(Bounding box annotation entries)
*-*-*

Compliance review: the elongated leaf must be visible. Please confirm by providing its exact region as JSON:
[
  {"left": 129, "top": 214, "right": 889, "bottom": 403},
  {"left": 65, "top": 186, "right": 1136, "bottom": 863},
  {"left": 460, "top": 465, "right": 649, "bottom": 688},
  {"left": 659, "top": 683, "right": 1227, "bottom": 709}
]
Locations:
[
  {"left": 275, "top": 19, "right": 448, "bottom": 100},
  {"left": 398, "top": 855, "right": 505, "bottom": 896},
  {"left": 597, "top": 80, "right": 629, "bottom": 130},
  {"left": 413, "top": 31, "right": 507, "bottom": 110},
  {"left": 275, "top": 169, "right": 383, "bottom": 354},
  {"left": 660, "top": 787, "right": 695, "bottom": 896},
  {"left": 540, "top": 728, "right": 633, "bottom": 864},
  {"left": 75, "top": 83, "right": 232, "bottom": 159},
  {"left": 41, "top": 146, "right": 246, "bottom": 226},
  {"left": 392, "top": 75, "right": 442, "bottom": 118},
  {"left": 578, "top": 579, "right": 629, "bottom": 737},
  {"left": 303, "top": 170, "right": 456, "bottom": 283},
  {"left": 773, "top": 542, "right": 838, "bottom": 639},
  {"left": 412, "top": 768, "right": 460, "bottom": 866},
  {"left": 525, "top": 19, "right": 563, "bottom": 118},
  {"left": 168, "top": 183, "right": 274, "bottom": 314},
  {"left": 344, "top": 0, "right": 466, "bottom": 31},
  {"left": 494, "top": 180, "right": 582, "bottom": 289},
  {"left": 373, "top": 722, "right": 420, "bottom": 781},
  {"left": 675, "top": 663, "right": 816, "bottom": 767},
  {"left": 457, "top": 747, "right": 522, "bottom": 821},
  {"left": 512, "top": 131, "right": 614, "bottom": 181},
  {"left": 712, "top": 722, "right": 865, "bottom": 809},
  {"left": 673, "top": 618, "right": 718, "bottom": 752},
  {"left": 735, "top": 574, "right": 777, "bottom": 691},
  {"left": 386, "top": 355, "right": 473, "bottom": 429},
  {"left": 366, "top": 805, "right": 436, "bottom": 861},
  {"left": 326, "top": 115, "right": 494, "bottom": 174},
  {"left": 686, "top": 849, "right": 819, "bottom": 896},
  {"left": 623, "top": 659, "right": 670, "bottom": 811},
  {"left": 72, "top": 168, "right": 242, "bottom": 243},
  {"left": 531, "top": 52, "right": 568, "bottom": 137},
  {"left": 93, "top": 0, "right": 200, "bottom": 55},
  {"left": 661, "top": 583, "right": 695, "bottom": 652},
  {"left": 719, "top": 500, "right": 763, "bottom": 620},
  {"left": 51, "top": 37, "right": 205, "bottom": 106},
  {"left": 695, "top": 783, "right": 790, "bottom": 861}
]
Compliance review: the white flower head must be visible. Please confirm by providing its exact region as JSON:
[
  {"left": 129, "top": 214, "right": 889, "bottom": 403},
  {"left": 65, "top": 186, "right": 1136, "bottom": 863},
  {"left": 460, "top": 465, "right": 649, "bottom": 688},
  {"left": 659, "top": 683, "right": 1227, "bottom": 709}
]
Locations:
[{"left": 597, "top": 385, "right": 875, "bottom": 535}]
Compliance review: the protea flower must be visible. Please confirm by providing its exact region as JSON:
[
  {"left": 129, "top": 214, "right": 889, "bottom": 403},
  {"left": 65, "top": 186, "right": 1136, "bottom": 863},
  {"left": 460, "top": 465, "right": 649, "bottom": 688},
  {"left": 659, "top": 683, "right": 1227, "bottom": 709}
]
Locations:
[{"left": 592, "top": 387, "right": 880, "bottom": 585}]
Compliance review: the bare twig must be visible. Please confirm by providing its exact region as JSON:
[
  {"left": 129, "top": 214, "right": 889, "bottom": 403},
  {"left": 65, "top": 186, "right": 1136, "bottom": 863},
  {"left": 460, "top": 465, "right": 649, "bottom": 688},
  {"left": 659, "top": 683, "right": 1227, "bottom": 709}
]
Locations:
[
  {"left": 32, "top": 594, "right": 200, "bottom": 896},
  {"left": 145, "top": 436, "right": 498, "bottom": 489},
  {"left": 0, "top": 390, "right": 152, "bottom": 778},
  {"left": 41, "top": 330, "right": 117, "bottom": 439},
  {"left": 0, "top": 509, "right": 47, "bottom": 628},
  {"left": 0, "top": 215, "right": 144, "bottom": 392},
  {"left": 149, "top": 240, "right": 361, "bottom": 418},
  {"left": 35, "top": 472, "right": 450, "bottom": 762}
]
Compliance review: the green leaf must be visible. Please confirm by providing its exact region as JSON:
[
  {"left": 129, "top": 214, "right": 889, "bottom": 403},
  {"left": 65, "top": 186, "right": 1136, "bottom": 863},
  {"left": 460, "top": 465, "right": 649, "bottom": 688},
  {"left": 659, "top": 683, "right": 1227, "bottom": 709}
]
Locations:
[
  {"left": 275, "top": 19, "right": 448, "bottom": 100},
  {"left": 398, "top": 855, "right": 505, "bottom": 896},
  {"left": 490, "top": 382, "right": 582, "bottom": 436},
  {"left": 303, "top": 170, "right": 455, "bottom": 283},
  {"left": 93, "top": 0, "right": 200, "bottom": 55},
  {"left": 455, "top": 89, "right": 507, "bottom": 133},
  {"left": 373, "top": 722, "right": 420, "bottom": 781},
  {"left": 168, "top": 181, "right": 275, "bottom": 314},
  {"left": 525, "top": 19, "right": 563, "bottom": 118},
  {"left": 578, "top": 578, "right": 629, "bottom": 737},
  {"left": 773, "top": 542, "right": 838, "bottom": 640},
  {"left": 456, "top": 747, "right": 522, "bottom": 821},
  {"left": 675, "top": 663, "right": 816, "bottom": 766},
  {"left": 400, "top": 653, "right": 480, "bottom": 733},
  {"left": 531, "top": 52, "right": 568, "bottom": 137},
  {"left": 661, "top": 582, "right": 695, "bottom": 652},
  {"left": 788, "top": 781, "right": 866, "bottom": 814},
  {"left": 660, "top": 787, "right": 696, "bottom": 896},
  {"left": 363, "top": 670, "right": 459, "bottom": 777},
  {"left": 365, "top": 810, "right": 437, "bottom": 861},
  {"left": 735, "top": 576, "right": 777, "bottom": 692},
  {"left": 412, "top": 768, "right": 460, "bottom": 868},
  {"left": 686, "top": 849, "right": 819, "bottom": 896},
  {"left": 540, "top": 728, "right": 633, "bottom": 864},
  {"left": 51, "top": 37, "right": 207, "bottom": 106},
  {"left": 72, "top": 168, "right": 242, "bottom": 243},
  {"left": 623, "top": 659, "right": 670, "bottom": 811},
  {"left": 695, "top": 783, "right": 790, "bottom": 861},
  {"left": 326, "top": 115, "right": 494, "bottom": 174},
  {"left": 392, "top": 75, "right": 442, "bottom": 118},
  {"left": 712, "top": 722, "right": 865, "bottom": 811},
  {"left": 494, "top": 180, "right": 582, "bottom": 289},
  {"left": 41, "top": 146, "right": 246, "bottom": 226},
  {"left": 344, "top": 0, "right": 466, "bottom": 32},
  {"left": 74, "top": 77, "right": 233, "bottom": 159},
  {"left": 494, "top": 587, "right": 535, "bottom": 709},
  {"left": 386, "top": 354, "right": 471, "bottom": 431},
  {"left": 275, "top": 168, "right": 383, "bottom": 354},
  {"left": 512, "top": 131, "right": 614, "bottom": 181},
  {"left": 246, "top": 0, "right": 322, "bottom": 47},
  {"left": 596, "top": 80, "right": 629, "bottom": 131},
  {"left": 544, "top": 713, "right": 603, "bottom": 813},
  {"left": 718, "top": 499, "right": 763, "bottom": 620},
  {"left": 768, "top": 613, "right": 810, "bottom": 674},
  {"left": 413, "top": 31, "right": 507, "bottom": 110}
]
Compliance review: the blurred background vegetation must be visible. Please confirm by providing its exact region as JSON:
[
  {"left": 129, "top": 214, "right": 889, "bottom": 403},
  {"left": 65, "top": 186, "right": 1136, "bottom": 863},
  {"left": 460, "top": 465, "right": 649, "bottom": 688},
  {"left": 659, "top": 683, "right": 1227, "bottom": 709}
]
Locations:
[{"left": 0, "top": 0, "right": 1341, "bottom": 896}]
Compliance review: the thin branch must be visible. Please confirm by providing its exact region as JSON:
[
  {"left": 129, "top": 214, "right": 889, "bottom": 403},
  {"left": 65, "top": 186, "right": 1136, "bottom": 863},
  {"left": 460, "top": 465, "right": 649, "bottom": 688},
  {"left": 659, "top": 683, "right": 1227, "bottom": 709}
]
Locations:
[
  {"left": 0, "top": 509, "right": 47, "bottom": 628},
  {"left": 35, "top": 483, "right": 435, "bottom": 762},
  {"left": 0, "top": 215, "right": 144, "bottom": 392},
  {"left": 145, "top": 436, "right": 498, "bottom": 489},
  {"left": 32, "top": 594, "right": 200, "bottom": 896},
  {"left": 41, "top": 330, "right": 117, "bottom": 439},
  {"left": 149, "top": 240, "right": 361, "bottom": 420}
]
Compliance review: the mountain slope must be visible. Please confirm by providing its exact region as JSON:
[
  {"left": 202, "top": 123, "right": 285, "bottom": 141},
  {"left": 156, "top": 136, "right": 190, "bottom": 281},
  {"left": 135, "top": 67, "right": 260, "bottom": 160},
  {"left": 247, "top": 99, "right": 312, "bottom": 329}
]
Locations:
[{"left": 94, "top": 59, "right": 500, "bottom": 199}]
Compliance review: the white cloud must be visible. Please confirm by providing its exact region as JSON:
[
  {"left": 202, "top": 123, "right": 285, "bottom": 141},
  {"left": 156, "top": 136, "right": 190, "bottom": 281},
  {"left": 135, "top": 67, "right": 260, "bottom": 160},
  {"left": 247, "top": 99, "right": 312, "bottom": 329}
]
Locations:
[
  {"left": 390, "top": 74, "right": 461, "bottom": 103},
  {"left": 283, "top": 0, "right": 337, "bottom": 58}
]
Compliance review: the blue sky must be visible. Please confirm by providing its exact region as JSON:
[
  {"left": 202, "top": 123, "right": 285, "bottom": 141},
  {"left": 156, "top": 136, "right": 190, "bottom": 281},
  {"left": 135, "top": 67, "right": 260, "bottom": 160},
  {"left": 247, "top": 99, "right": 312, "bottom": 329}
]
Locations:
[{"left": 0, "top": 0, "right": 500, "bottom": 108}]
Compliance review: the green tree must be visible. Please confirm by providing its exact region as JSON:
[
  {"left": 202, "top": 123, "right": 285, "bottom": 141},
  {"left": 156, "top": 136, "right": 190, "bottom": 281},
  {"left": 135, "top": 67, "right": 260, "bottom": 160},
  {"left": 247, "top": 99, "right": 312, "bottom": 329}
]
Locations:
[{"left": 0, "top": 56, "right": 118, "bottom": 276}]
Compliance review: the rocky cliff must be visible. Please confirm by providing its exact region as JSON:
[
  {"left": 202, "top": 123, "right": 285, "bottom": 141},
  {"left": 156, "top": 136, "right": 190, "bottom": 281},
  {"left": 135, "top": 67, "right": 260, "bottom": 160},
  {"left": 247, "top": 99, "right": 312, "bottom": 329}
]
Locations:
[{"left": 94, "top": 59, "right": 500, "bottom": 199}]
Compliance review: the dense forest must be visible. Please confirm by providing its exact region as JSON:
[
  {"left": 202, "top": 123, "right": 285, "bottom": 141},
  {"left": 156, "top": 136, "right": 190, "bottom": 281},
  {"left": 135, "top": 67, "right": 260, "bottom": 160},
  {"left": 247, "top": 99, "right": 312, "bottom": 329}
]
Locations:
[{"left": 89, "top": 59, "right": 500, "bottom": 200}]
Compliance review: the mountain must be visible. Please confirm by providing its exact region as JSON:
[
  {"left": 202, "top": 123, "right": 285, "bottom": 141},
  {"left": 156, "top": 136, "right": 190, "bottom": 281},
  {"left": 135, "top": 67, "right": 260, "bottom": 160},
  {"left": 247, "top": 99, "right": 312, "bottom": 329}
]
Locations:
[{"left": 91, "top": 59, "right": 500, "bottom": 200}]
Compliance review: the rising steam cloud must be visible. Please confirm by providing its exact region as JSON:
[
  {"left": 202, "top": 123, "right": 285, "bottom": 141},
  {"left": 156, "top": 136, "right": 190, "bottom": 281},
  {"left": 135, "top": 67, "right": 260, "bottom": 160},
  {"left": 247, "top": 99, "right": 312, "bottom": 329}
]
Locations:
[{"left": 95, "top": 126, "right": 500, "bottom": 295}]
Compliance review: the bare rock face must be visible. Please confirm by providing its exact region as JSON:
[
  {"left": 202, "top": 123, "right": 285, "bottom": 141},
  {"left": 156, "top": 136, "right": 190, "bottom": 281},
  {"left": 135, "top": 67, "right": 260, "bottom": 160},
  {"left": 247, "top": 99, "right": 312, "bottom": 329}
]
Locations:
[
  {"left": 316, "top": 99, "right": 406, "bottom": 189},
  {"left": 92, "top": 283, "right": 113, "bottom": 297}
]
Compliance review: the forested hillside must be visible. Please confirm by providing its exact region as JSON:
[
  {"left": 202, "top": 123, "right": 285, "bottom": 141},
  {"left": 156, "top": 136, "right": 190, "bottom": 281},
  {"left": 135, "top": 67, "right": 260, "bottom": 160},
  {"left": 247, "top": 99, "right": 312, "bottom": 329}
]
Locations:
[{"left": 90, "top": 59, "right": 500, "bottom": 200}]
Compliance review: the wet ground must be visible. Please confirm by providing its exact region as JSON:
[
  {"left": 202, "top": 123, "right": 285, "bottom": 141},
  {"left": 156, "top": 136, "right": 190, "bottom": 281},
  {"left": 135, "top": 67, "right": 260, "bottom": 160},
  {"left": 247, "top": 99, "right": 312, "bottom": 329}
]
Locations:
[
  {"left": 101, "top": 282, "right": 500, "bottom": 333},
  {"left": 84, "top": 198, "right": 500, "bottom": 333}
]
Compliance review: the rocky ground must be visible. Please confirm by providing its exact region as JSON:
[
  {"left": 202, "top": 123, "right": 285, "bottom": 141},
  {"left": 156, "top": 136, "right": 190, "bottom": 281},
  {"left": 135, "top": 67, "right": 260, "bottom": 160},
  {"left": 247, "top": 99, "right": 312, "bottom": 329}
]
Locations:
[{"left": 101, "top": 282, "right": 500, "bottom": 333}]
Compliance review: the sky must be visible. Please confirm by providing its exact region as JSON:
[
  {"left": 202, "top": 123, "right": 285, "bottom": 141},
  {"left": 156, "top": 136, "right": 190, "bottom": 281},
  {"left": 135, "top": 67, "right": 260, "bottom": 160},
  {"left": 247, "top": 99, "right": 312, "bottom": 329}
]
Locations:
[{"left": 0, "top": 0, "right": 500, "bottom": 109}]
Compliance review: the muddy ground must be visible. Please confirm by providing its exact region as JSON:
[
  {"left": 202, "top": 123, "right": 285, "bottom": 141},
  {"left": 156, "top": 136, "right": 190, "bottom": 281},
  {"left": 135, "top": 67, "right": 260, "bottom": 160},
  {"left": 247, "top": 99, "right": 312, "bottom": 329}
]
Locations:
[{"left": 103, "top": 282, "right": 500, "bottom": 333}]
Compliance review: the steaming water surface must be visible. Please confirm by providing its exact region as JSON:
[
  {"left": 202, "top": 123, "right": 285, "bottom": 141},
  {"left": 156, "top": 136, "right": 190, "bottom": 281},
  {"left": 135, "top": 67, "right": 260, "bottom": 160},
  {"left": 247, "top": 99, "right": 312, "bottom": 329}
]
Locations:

*-*-*

Instructions to follow
Present the records from the line containing "Compliance review: the steaming" through their end as a numbered list, omitting any blank lines.

Answer to this task
1. Compliance review: the steaming water surface must be visible. Please confirm by providing its exact region as JSON:
2. [
3.   {"left": 202, "top": 123, "right": 285, "bottom": 141},
4.   {"left": 156, "top": 136, "right": 190, "bottom": 281},
5.   {"left": 135, "top": 67, "right": 260, "bottom": 160},
6.   {"left": 247, "top": 99, "right": 312, "bottom": 329}
7. ]
8. Locations:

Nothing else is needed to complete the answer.